## READING TEXT:
Modeling Diffusion in the Calcium Release Unit

This tutorial we setup and solve for the diffusion of molecules in the electron microscopy derived calcium release unit geometry generated in the BlendGAMer tutorial. In order to run this notebook you will need the following packages:

  • Python environment

  • dolfin

  • tqdm

from tqdm import tqdm      # Utility to generate progress bars
import dolfin as d         # import dolfin

# Suppress some of the text that FFC dumps to the notebook
import logging

An easy way to get everything configure a suitable environment is using conda. Using conda, the following steps should configure everything you need.

conda create -n fenicsproject -c conda-forge fenics
conda activate fenicsproject
pip install jupyter tqdm

If you have not completed the BlendGAMer tutorial, the tetrahedral mesh of the CRU can be downloaded directly.

Records from a data collection:
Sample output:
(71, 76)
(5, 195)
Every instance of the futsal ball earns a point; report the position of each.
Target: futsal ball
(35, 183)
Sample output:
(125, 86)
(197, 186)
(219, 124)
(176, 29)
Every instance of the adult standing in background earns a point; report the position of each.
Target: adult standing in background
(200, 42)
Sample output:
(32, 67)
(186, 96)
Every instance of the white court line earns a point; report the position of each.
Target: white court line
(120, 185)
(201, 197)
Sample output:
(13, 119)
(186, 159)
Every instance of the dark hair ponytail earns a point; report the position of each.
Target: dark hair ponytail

* * *

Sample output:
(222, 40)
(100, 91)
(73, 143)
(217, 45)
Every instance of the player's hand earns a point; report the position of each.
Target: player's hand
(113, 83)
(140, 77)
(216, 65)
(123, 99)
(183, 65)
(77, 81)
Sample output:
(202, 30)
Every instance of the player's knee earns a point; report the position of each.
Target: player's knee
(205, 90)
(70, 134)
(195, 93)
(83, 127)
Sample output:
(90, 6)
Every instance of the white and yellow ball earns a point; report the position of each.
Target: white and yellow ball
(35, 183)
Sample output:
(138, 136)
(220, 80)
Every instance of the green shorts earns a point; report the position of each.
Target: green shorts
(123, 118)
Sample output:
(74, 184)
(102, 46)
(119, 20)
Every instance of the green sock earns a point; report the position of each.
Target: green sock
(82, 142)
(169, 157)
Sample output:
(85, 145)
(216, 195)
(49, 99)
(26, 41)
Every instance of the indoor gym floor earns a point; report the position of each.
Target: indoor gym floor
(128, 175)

* * *

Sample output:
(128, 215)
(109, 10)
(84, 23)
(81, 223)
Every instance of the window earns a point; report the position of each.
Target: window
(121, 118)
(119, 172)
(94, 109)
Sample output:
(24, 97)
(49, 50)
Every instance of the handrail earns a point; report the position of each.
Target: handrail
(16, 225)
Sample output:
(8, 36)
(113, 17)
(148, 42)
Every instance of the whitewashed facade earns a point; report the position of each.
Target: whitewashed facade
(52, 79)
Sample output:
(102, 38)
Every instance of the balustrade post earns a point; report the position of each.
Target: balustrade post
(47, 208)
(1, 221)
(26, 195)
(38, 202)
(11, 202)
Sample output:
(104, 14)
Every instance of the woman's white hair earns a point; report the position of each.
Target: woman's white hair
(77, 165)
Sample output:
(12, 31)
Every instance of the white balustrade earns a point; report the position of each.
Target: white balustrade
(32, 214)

## WHAT IS ASKED:
Carry on the diffusion tutorial past its final sentence.

## EXPECTED ANSWER:
Model of Diffusion With Decay (Strong Formulation)

We will model the dynamics of a molecule with concentration \(u\). The dynamics of \(u\) are modeled as

\begin{equation*} \frac{\partial u}{\partial t} = D\nabla^2 u - \frac{u}{\tau} \enspace \text{in} \enspace \Omega, \end{equation*}

where \(D\) is the diffusion constant, \(\tau\) is a decay constant, \(\Omega\) is the cytosolic domain, and \(t\) is time.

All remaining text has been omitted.